* _TASK 1_
In the Coltrane essay, who conducted the interview with Franklin Brower that appears in Appendix A?
* _TASK 2_
Extend the Coltrane essay past its last paragraph with new text in the same voice.

Arguably one of the most significant musicians in American history (and unarguably one of the most significant saxophonists and jazz musicians ever), John Coltrane grew up in High Point, North Carolina. It might be a weird thing to bring up — where he grew up, that is — except that, when we think about major artists, we so often imagine them having sprung into being fully-formed, if not in technique or approach, then at least in their essential selfhood. This is also often how we tell their stories: for example, in Coltrane: Story of a Sound (a book I’ve just picked up) Ben Ratliff starts with Coltrane’s discharge from the Navy, in 1946. (Which is not a complaint about the book — it’s an understandable place to start.)
However, there are sometimes interesting things to be found, if you look into an artist’s youth, and Trane is a good example. I’m just finishing off Coltrane on Coltrane: The John Coltrane Interviews, a book that compiles interviews with, and articles about, the man — and which is at once both something of a slog, and a great joy to read. I’ve learned a number of interesting things about Coltrane, been reminded of a few I’d known but forgotten, but I have to say, editor Chris de Vito saved the best for (almost) last: Appendix A consists of an interview by C.O. Simpkins of a close childhood friend of Coltrane’s, one Franklin Brower.
In the course of discussing his and Coltrane’s youthful lives — their love of rollerskating, and of going to the movies, and their relationships with girls, and their going to different churches — Brower explains, at some length, his and Coltrane’s mutual fascination with pulp fiction and comics, and related serial films, including not only The Shadow and Dick Tracy, but also Doc Savage and Flash Gordon! Apparently, Coltrane and Brower even created a pulp text or comic of their own, writing their own stories and drawing accompanying illustrations. (Coltrane did the illustrating, according to Brower’s hazy memories.)
I’m excited about this not just because, hey, John Coltrane was into SF and pulps as a kid! but also because it makes me think about some of the themes and concepts in his work in later life a little differently. For one thing, there’s the terminology he used sometimes in naming songs and albums (“Sun Ship” and “Stellar Regions” come to mind) but also the New-Agey language he used to express his views on religion/spirituality, and how they intersect with his views on music. I was, perhaps, distracted by the heavily religious content of Coltrane’s later themes — religious in a sort of New Age, pan-ecumenical sense — to notice the hints of SF lurking here and there.
I’m rather shocked that I never put two and two together myself. Perhaps it’s the profusion of more directly space-related/SFnal narratives among African-American musicians: Sun Ra, after all, a pioneer of Afrofuturism, claimed to be from Saturn, and Johnny Griffin also commented about feeling he was exiled on Earth from some other place — a feeling he immediately linked to racial hatred on Earth. (To say nothing of similar themes in the work of George Clinton/Parliament-Funkadelic, among others.)

* _PROVIDED INFORMATION_
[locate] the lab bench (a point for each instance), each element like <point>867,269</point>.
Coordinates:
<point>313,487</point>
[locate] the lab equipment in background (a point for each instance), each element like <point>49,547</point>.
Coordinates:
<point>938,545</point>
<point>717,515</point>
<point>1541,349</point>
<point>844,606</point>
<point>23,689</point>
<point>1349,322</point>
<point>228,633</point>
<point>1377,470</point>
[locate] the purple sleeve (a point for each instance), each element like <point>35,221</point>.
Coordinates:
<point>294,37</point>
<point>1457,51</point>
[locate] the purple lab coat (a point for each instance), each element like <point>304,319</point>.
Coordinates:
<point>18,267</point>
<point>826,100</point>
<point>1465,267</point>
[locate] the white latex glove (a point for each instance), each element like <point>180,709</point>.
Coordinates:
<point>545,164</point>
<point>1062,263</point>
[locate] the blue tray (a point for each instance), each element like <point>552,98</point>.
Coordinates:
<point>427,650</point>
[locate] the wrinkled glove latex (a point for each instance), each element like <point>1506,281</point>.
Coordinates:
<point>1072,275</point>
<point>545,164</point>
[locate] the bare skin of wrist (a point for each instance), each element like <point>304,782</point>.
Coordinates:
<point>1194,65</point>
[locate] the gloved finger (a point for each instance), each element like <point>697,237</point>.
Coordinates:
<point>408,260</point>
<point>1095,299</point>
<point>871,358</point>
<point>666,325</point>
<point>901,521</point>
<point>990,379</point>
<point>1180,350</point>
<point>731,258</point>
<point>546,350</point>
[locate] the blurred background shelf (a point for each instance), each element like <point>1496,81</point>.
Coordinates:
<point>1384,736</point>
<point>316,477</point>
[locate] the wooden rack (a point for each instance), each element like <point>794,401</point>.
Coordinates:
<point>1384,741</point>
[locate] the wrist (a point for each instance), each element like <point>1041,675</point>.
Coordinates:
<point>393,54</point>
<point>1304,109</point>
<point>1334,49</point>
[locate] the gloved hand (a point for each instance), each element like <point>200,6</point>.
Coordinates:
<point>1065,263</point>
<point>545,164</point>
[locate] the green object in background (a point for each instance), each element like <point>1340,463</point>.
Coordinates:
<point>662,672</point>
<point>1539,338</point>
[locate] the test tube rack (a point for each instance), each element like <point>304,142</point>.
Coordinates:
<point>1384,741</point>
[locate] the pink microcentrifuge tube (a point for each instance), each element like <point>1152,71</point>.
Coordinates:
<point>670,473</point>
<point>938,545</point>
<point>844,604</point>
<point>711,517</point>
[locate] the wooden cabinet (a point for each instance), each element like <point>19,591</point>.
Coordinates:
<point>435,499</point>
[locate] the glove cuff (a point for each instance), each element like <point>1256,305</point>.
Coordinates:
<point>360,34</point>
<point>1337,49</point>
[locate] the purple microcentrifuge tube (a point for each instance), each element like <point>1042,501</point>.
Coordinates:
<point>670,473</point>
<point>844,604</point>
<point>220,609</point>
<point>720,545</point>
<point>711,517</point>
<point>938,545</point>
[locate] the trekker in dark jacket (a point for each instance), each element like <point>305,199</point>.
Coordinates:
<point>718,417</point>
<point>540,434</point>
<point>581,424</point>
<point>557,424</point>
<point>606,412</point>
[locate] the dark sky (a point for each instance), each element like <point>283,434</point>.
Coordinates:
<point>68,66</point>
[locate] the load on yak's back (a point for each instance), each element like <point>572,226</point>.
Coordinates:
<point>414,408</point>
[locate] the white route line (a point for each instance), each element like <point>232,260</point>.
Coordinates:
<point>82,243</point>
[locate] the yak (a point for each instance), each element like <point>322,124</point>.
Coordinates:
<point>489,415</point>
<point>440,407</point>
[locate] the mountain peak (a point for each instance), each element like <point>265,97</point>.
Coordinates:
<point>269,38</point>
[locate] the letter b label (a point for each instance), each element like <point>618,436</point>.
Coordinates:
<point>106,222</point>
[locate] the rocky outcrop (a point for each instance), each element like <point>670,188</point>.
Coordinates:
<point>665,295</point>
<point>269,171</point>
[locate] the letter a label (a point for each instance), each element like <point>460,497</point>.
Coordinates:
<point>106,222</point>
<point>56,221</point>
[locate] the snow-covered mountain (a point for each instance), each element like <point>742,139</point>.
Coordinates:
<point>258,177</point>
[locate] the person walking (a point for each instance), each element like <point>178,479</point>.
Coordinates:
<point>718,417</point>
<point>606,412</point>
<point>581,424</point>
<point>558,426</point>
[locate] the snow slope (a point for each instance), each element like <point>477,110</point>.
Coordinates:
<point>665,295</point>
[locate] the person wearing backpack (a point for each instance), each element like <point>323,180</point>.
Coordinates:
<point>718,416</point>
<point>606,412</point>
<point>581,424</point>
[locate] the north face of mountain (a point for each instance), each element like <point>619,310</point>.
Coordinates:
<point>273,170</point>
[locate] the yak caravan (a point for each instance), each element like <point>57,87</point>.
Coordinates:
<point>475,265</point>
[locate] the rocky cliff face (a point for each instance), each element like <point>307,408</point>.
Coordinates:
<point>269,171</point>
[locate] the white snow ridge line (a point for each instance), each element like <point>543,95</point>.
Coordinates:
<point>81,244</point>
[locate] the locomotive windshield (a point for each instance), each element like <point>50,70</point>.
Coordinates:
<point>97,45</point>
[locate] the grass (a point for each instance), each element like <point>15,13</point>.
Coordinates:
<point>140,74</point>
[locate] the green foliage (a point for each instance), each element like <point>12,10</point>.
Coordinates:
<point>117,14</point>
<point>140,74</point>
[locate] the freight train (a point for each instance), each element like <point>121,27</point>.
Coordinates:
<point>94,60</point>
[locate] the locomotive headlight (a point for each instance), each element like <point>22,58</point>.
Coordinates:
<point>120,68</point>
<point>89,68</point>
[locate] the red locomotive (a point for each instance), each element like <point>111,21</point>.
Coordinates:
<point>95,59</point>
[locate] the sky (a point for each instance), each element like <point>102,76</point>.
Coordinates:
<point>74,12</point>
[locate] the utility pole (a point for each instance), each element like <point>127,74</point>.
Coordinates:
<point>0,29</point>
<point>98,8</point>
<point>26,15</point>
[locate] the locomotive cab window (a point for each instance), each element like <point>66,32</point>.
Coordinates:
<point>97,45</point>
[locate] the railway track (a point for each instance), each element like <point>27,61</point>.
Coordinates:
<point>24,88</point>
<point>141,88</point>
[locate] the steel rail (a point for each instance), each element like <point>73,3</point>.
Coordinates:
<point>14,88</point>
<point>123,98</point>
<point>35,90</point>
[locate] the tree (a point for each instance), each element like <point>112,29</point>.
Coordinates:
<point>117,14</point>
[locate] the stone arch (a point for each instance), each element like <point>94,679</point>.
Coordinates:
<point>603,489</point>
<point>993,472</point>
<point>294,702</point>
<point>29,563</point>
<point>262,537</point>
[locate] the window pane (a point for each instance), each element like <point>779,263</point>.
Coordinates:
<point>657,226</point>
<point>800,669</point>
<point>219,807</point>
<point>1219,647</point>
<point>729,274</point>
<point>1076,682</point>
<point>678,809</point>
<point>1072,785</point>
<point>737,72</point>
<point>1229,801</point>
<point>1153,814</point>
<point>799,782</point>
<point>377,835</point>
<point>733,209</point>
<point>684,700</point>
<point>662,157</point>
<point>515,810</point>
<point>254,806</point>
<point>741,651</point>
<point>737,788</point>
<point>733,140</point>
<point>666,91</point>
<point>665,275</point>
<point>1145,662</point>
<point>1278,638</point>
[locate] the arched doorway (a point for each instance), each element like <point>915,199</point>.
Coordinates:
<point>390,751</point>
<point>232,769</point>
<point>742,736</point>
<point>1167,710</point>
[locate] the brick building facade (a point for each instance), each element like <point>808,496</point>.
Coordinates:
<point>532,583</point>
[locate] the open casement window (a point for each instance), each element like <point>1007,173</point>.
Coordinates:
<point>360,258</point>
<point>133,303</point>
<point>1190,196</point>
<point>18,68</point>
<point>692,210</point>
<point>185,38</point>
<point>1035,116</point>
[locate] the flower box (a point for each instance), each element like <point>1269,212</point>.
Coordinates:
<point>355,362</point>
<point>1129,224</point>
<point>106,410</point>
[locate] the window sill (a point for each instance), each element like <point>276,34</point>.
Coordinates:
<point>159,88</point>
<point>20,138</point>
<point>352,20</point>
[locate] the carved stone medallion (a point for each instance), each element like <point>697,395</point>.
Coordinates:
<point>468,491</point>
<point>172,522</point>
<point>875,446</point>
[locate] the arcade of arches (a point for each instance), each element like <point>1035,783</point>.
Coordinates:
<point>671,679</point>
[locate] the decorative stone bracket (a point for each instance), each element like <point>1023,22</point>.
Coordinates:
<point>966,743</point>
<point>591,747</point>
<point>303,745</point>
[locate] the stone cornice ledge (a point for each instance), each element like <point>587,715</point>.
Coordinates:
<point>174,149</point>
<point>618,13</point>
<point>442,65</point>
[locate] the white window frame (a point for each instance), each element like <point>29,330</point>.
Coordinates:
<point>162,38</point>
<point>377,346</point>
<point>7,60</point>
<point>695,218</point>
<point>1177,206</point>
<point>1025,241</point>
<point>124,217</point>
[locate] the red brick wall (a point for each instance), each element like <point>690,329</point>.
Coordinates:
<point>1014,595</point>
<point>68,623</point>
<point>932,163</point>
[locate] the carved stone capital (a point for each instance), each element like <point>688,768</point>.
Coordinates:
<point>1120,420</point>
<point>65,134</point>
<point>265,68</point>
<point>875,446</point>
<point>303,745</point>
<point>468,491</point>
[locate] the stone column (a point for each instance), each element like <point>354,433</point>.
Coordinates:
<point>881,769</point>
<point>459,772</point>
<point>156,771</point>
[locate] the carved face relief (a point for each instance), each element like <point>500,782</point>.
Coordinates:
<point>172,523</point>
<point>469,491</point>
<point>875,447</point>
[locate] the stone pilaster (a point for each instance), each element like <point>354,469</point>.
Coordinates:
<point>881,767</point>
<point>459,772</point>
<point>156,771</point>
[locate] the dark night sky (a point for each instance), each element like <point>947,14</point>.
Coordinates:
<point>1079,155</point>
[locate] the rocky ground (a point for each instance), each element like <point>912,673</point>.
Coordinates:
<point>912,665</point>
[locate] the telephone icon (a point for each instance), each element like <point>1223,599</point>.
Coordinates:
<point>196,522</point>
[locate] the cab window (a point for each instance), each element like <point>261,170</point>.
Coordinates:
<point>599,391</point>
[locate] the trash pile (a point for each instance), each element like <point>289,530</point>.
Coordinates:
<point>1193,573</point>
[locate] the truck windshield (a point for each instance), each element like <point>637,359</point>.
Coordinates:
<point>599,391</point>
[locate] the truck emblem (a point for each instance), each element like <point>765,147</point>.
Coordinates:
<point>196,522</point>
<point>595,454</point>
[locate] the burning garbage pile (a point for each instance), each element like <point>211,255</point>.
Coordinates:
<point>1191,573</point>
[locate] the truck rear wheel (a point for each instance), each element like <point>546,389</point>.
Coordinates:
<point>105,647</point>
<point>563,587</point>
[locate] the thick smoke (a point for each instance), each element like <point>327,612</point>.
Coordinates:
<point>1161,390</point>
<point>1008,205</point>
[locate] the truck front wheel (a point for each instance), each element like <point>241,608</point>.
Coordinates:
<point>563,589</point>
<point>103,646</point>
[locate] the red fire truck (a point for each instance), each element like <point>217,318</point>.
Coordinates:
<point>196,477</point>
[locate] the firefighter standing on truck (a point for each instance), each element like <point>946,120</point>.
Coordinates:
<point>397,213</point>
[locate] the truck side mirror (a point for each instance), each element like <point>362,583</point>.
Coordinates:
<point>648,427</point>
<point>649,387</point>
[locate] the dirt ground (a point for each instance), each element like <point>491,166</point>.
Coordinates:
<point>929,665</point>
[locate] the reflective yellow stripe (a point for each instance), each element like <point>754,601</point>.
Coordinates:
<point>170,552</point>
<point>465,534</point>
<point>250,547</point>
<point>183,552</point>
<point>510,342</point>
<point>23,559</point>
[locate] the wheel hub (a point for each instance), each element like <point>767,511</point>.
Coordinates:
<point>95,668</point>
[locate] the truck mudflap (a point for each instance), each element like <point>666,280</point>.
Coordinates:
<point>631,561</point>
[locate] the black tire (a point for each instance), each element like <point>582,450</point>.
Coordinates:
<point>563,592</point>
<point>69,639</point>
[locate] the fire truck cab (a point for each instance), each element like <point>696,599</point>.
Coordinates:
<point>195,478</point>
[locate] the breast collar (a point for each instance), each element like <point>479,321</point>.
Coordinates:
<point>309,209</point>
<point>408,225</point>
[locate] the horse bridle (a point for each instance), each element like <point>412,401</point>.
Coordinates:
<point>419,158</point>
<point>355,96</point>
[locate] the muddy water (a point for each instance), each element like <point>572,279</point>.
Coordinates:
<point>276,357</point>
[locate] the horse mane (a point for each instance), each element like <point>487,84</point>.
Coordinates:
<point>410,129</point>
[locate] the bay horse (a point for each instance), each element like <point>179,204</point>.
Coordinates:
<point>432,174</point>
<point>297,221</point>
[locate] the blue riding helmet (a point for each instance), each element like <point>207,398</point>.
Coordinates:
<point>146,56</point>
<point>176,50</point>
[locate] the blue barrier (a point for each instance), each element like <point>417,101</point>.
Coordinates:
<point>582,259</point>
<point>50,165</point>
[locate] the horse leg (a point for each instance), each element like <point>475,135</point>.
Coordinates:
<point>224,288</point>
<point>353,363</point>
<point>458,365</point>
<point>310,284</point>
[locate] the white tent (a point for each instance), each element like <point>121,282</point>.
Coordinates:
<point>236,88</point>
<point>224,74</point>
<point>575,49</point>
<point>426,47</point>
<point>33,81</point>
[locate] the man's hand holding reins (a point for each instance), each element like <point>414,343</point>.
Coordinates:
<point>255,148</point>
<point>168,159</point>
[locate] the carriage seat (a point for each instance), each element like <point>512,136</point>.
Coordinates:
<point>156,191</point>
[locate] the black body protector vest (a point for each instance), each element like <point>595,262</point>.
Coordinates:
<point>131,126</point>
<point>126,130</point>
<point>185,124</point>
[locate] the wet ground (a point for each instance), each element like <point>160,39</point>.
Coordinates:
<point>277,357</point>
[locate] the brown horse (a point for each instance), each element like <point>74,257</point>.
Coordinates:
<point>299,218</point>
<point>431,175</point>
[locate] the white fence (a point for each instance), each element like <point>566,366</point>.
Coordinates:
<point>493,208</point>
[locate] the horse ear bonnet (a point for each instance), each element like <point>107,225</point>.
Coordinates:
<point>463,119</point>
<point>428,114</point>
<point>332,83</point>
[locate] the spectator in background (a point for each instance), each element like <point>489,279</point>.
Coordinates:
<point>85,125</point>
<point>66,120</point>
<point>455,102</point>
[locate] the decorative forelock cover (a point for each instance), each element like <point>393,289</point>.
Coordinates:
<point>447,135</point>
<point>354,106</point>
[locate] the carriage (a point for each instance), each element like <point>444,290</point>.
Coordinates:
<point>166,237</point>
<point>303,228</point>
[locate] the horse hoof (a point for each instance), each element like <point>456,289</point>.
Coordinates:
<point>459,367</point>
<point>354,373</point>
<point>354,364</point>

* _WRITTEN ANSWER 1_
C.O. Simpkins

* _WRITTEN ANSWER 2_
While the roots of some of this might go far back — there are interesting passages quoted in this short post on Afrofuturism, dating back before the rise of SF in American popular culture — I’m starting to wonder just how much of a relationship might have existed between written SF — especially older written SF — and jazz. And when you start looking, well… hey, in his autobiography, Charlie Mingus discusses his youthful love of speculative fiction — especially HG Wells, whose books remained in his collection well into adulthood, and were displayed on the mantel of his studio in New York (along with work by Rilke, D.H. Lawrence, Sartre, and Churchill). And wait, a number of bebop tunes had vaguely SFnal implications (like “Cosmic Rays” — see the video below — and “Things to Come”).
Ornette Coleman not only titled one of his albums Science Fiction (one of my favorites by him, actually), but also titled another on a riff of a H.G. Wells future-history — The Shape of Jazz To Come. Still more connections are mentioned here.
Anyway, all of this is especially of interest as I continue to puzzle through writing a science fiction story involving John Coltrane. Yes, I have not abandoned it. Some stories just take longer than others… but it also raises the observation that, with all the echoes of SF in jazz, I can’t help but wonder if there wasn’t more jazz being reflected in older SF, too.
Lots to think about, and to look into, eventually.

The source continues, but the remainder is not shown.